*REQUIRED WORK:*
The full data, repeated exactly, is the only answer needed.

*Natural language region descriptions:*
────────────────────────────────────────

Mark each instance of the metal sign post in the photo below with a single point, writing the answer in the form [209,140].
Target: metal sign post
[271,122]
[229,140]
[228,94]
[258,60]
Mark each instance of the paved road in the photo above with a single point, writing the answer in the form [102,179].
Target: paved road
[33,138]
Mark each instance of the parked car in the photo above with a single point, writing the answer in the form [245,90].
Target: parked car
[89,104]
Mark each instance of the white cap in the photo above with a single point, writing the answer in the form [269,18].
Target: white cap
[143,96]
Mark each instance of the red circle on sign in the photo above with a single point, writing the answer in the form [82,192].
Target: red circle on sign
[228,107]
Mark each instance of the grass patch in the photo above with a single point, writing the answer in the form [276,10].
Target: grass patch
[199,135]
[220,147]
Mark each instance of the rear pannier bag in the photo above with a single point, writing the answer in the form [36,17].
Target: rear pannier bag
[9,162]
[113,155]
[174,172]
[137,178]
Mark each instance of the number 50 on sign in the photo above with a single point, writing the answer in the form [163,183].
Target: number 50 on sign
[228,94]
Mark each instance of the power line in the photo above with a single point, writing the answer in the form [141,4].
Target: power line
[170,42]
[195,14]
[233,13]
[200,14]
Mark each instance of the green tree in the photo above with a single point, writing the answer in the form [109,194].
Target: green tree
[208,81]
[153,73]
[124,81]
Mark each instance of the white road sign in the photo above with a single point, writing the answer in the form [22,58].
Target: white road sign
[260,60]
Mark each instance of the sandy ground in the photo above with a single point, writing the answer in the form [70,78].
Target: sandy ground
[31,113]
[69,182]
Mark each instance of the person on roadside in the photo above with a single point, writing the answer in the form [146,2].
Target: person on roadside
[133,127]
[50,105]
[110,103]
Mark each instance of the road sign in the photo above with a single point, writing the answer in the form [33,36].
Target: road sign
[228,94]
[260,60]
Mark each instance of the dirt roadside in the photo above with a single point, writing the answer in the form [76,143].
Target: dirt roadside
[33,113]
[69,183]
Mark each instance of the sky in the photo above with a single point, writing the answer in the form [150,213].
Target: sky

────────────────────────────────────────

*TASK SOLUTION:*
Mark each instance of the metal sign post in the photo below with a single point, writing the answer in the form [209,140].
Target: metal sign post
[271,122]
[229,140]
[228,94]
[258,60]
Mark each instance of the paved road in the photo above with a single point, writing the answer in the form [102,179].
Target: paved road
[33,138]
Mark each instance of the parked car in the photo above with a single point, writing the answer in the form [245,90].
Target: parked car
[89,104]
Mark each instance of the white cap in the photo above with a single point, writing the answer in the form [269,18].
Target: white cap
[143,96]
Mark each instance of the red circle on sign in the photo above with a single point, writing the answer in the form [82,192].
Target: red circle on sign
[228,107]
Mark each instance of the grass patch in the photo above with a single point, writing the answer in the form [276,10].
Target: grass patch
[199,135]
[220,147]
Mark each instance of the rear pannier bag in the photo above with a single point, writing the answer in the form [36,17].
Target: rear pannier bag
[9,162]
[113,155]
[174,172]
[137,178]
Mark each instance of the number 50 on sign in the photo above with a single point, writing the answer in the form [163,183].
Target: number 50 on sign
[228,94]
Mark each instance of the power line in the photo above with a single point, writing the answer in the form [141,4].
Target: power line
[170,42]
[195,14]
[233,13]
[200,14]
Mark each instance of the green tree in the photo above with a single point, writing the answer in the form [109,194].
Target: green tree
[208,81]
[153,73]
[124,81]
Mark each instance of the white road sign in the photo above with a single point, writing the answer in the form [22,58].
Target: white road sign
[260,60]
Mark each instance of the sandy ground in the photo above with a single point, writing the answer in the form [70,78].
Target: sandy ground
[31,113]
[69,182]
Mark each instance of the person on roadside in the photo above with a single point, writing the answer in the form [146,2].
Target: person on roadside
[133,127]
[50,105]
[110,103]
Mark each instance of the road sign in the photo above with a single point, writing the answer in the form [33,36].
Target: road sign
[228,94]
[260,60]
Mark each instance of the dirt roadside in the photo above with a single point, writing the answer in the form [76,143].
Target: dirt roadside
[33,113]
[69,183]
Mark each instance of the sky in the photo above with a single point, writing the answer in the form [150,213].
Target: sky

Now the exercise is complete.